_Work order_
Will you transcribe the entries that follow, exactly and in full?

**********

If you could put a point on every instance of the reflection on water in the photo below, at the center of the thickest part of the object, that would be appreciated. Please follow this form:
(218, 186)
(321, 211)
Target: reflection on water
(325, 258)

**********

_Final answer_
If you could put a point on every instance of the reflection on water in the photo below, at the center of the thickest part of the object, that would be appreciated. Please follow this form:
(218, 186)
(321, 211)
Target: reflection on water
(325, 258)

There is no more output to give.